AIM OF THE TASK → Reproduce everything in the piece on unsolicited advice from "This goes for" down to "assumptions and beliefs.", swapping each "gym" for "fitness center".

(SELECTED EXTRACT Opens)

Unsolicited Advice: SMILE, THANK, and IGNORE
Many times in life you are faced with people who offer you unsolicited advice . Trouble is, most times they just assume that you share their goals without bothering to find out if this is the case or not. How can they possibly give good advice if they dont know what you want? Its like a doctor prescribing a random medicine without even bothering to find out what the patient is dying of. In these cases, its best to just smile, accept their well meaning advice politely, ignore it, and quickly change the subject.
Here is a great example from my personal life. Many people just dont get time management. I accomplish a lot more in a day than most people. Why? Certainly not because I’m smarter but because of my time management skills. Boiled down to a one bullet point, good time management means doing the most important things first.
I have been given well meaning advice from people that the reason our house gets so messy is that I dont put things away right after I use them and if I were to do that the house would stay clean all the time. Smile, thank, and ignore. Their goal is to have a clean house all the time, mine is to get all my top priorities accomplished and a neat and tidy house appears nowhere on my goals list. Its much more time efficient for me to be a productive tornado then spend 10 min at the end of the day putting everything back in its place. I dont *want* to spend my whole day keeping the house clean! Yes, before the family comes home I do my reverse-tornado and put everything back in its place so they dont have to see my mess but if someone drops in during the day they are in for an eye-opening disaster scene. Filming days are the worst, stuff *everywhere*.
This goes for fitness and all other aspects of live as well. Very well meaning people will give you advice without bothering to find out what your goals are. This happens at work, at family gatherings, with friends, and ALL the time at the gym. People at the gym always ASSUME that the entire world shares their fitness goals when its very unlikely given all the possibilities.
SMILE, THANK, and IGNORE … but avoid the biggest mistake of all
The biggest fitness mistake of all is to assume you know everything.
The real problem that many in fitness have is not the fact that they take bad advice but the fact that they naively assume that they already know everything! You know the type, the closed-minded curl monkeys who will not listen to anyone who says that doing curls daily is not optimal. Listen to others, read lots of points of view, experiment, and challenge your own assumptions and beliefs.

(SELECTED EXTRACT Closes)
(PROVIDED MATERIAL Opens)

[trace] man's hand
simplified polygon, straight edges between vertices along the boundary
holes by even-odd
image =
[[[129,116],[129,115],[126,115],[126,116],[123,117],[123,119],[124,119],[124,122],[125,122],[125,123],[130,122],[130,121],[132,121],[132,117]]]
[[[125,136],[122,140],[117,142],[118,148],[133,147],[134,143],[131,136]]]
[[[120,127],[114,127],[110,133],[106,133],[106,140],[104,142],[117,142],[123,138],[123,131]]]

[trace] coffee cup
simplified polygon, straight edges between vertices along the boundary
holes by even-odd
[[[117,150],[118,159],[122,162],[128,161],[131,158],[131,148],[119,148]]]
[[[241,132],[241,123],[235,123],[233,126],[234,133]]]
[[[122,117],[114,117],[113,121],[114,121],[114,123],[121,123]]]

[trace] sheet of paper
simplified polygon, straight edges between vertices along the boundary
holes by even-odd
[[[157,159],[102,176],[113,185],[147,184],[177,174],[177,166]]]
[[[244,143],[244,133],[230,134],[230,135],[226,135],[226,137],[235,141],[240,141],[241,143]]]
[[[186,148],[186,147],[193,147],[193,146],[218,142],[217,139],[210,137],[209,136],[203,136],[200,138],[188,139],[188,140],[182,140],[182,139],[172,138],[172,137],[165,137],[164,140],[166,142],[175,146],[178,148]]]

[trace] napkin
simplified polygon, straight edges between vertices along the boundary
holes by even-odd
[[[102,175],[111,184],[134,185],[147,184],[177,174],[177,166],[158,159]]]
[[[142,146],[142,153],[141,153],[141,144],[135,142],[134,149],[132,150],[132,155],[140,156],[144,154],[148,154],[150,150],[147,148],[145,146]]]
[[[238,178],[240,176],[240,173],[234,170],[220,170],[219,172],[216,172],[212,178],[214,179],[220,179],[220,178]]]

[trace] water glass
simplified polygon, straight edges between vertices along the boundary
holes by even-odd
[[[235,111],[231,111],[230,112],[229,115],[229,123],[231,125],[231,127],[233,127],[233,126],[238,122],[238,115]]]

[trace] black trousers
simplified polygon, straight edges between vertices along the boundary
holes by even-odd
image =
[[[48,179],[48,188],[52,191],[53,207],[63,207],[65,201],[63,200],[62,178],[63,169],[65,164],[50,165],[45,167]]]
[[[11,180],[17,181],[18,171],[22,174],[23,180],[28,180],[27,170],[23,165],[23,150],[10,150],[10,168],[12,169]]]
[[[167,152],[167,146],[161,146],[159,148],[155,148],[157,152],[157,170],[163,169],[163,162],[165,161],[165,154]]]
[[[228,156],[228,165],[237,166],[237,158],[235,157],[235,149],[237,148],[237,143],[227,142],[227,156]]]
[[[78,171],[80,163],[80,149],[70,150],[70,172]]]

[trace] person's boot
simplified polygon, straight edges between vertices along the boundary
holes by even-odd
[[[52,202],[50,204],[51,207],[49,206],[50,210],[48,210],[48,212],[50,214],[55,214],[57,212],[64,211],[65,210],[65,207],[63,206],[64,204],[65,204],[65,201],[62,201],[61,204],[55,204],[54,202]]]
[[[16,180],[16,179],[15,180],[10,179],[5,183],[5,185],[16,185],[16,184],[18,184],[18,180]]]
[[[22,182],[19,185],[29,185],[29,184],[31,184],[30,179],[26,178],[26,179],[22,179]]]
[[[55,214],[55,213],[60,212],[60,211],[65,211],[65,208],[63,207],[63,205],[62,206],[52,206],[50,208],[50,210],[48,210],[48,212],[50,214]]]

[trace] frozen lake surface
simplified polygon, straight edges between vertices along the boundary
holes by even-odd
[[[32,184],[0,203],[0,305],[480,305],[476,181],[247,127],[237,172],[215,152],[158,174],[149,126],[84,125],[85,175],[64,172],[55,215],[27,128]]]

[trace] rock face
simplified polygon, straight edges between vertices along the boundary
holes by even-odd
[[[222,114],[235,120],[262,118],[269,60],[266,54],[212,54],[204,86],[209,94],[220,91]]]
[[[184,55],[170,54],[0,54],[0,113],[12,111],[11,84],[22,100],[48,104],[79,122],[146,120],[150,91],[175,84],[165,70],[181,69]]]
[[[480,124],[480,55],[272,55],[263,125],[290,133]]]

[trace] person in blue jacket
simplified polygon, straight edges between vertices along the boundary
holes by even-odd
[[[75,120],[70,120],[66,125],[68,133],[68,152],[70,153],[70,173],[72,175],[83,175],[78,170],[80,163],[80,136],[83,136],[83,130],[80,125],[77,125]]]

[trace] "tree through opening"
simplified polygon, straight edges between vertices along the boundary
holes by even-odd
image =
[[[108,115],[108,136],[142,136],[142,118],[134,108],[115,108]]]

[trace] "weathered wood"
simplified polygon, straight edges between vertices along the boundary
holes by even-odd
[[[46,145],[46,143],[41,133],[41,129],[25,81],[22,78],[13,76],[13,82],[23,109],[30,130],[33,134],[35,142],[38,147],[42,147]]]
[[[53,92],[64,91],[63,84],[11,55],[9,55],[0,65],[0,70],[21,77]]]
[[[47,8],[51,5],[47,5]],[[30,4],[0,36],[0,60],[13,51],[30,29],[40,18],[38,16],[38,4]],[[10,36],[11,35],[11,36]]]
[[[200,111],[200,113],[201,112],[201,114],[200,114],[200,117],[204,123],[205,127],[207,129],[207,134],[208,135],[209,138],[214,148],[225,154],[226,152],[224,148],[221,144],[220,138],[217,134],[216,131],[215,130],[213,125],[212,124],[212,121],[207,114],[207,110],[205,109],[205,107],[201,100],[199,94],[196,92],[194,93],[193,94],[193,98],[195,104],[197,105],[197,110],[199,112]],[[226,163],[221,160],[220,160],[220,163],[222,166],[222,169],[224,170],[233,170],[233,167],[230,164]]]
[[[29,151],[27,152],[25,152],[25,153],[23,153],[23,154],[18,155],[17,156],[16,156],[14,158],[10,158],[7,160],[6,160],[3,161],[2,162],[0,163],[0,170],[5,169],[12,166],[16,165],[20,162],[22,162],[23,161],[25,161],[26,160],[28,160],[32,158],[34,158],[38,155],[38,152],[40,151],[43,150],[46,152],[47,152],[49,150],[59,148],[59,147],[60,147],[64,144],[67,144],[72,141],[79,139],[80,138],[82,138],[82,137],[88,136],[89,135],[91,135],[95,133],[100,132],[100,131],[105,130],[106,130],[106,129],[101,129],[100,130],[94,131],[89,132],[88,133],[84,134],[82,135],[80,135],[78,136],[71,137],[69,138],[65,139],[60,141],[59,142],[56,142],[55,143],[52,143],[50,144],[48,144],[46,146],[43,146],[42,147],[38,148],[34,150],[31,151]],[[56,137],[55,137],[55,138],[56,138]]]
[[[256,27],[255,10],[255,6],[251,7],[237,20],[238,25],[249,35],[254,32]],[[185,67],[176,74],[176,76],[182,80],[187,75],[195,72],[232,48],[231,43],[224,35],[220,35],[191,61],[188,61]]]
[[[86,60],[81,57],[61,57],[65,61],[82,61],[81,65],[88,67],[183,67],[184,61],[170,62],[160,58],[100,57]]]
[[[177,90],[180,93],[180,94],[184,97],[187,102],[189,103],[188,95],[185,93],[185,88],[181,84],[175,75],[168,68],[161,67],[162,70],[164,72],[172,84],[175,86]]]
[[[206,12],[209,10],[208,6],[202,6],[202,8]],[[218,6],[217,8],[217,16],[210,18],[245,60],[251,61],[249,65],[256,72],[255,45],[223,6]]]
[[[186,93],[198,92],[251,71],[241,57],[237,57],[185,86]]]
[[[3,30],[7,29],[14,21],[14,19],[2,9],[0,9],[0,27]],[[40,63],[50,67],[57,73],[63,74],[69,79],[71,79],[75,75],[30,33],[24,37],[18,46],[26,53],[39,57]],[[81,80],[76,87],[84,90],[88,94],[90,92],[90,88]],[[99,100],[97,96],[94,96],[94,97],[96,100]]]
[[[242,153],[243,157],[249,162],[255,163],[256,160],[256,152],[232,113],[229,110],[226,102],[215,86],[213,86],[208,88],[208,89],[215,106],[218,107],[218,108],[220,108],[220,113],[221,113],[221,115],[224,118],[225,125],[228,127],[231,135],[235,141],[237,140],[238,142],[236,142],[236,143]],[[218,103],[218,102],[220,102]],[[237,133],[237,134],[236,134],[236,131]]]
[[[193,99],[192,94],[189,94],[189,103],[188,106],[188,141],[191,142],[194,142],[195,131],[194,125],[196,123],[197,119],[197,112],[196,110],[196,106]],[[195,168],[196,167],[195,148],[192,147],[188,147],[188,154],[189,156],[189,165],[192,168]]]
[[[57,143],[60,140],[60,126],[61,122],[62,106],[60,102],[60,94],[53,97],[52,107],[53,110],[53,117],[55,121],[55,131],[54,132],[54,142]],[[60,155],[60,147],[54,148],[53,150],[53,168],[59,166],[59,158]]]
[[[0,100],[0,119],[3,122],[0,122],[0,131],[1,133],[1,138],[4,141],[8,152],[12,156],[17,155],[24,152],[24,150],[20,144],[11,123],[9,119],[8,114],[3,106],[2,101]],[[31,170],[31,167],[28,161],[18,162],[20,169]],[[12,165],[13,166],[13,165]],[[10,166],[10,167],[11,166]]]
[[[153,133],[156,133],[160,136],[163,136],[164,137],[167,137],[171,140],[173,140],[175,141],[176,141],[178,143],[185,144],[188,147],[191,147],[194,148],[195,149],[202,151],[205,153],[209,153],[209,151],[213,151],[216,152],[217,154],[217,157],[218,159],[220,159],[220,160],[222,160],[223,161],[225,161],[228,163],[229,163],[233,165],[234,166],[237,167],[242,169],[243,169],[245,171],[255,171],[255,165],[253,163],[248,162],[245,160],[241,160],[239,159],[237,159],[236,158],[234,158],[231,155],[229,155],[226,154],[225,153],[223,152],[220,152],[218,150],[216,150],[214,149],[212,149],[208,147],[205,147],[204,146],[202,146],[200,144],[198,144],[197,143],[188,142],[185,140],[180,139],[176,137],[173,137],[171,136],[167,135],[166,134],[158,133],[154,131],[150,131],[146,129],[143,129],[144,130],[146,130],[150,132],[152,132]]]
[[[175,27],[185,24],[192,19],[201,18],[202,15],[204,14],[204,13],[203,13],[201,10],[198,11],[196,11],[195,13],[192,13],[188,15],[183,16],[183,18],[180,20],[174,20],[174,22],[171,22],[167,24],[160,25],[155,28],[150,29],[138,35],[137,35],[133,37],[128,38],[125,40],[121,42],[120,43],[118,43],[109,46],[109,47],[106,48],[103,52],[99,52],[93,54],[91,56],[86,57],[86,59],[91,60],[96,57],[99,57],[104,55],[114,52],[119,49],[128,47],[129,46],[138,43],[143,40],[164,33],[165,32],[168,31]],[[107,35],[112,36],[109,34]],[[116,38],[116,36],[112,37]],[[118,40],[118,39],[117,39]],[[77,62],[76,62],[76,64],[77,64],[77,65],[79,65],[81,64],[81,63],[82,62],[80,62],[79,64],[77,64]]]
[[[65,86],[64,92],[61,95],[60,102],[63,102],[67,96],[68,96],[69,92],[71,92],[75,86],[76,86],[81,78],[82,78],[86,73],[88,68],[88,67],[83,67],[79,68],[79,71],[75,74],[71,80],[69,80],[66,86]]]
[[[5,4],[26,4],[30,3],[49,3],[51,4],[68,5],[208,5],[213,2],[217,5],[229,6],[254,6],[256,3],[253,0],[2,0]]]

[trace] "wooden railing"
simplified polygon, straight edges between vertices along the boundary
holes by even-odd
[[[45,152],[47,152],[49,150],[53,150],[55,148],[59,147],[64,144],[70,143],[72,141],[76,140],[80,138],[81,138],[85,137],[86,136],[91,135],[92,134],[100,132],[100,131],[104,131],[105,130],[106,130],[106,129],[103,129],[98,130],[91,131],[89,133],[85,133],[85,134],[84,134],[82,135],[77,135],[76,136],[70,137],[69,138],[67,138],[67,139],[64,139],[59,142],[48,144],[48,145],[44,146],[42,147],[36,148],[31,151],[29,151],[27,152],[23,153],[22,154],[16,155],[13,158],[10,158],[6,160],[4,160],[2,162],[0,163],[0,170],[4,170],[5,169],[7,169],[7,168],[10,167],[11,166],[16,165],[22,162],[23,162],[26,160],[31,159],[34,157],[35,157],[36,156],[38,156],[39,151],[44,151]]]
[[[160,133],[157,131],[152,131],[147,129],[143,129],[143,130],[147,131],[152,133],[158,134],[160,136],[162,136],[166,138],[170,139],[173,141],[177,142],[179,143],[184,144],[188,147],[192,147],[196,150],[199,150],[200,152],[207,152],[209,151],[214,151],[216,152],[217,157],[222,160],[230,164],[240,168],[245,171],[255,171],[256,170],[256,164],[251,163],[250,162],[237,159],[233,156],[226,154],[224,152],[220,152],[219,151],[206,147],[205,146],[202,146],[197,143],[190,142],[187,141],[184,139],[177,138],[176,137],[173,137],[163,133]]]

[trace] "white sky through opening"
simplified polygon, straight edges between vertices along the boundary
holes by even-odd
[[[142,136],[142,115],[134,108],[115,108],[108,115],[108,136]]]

(PROVIDED MATERIAL Closes)

EXERCISE SOLUTION →
This goes for fitness and all other aspects of live as well. Very well meaning people will give you advice without bothering to find out what your goals are. This happens at work, at family gatherings, with friends, and ALL the time at the fitness center. People at the fitness center always ASSUME that the entire world shares their fitness goals when its very unlikely given all the possibilities.
SMILE, THANK, and IGNORE … but avoid the biggest mistake of all
The biggest fitness mistake of all is to assume you know everything.
The real problem that many in fitness have is not the fact that they take bad advice but the fact that they naively assume that they already know everything! You know the type, the closed-minded curl monkeys who will not listen to anyone who says that doing curls daily is not optimal. Listen to others, read lots of points of view, experiment, and challenge your own assumptions and beliefs.